- [TASK DESCRIPTION]:
Transfer the lines of the records below, starting at the line containing "Tag the chain" and ending at the line containing "[(195, 191), (189, 222)]", with the requests kept in. Add 63 to every coordinate in the answers.

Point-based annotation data
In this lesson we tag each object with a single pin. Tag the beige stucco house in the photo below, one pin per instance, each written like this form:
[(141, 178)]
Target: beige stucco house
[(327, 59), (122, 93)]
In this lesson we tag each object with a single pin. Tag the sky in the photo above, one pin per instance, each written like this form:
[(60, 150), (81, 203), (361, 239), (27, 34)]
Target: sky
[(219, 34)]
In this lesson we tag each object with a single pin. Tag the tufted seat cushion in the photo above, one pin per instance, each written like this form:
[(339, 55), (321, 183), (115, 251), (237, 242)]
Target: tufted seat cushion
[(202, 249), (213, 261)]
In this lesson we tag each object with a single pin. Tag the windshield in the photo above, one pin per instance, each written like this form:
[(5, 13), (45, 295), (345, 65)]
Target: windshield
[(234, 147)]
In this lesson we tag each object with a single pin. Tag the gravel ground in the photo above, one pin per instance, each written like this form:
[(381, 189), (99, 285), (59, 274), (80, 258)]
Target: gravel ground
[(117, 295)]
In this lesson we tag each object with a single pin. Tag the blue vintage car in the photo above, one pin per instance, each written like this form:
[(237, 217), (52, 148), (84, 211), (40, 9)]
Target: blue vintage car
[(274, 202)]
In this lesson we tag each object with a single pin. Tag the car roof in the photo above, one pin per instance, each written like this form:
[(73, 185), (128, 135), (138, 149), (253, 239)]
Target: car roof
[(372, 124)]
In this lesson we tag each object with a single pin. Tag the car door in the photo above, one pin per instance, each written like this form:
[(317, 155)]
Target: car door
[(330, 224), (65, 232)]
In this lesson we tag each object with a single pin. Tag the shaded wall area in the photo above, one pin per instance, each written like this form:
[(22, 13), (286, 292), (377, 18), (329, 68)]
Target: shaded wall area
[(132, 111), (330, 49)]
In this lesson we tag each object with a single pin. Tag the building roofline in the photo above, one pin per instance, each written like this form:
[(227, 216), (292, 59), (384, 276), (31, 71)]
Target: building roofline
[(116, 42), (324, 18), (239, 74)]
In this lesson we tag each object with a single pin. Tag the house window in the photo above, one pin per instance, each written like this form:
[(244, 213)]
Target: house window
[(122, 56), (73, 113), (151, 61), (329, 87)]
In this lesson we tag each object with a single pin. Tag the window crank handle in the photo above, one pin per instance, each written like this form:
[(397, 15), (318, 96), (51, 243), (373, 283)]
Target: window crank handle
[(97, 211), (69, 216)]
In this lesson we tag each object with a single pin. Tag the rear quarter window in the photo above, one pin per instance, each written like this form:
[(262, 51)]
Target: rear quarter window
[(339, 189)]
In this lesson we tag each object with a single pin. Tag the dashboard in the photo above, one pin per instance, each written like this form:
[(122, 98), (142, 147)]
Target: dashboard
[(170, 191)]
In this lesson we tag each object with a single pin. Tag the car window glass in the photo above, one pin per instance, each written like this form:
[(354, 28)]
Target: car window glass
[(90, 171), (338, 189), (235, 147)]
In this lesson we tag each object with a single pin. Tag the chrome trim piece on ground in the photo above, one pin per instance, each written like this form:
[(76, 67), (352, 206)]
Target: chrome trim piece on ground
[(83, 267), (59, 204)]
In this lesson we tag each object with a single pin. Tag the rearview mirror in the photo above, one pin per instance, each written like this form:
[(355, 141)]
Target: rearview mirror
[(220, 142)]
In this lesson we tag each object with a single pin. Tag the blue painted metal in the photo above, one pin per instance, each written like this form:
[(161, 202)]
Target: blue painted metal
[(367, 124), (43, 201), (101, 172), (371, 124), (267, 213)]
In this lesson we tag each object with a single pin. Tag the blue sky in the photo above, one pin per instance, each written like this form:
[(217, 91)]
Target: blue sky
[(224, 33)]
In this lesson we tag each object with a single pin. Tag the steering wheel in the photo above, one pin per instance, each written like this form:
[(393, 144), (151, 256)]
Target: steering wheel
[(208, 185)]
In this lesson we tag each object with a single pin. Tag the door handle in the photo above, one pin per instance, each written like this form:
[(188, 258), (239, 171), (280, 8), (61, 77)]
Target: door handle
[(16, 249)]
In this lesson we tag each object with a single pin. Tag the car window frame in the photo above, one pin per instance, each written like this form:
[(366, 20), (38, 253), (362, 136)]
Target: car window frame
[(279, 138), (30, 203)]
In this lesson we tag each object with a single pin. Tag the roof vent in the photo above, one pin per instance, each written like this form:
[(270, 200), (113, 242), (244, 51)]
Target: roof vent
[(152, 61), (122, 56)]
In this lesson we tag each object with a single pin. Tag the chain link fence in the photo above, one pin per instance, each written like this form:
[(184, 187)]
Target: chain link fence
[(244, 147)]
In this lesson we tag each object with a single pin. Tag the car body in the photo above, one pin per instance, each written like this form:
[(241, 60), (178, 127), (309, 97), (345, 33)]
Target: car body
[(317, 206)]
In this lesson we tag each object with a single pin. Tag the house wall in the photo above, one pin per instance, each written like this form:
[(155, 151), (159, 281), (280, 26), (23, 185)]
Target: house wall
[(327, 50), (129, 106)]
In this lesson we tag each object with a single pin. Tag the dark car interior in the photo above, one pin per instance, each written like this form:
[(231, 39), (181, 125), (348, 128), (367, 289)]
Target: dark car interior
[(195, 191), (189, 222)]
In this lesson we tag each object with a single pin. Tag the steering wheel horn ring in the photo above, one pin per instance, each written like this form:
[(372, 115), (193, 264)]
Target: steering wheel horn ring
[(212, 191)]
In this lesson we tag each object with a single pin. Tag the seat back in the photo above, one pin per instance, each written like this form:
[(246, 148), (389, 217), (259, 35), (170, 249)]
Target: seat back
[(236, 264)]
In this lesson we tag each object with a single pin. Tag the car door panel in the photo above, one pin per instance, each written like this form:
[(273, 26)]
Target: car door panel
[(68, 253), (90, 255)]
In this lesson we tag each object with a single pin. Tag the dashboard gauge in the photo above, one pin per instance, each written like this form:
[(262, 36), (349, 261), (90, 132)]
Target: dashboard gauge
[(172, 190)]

- [FULL SOLUTION]:
In this lesson we tag each object with a single pin. Tag the chain link fence in the photo above, one pin per instance, each written like this form:
[(184, 187)]
Target: chain link fence
[(307, 210)]
In this lesson we tag each object with a single pin. Tag the car body in the photo above, one pin per instance, each written like this form:
[(241, 60), (178, 127), (309, 97), (345, 33)]
Target: car body
[(380, 269)]
In this lesson we tag each object with a single pin. Tag the house wall in the photo above, one pin per instance, each written like this form:
[(155, 151), (159, 281), (280, 26), (23, 185)]
Target: house wall
[(390, 113), (192, 169)]
In this lesson we tag each object with a single pin. Tag the dark car interior in the photo above, one pin per instance, each written like this form:
[(231, 39), (181, 125), (348, 128), (367, 289)]
Target: dark car interior
[(258, 254), (252, 285)]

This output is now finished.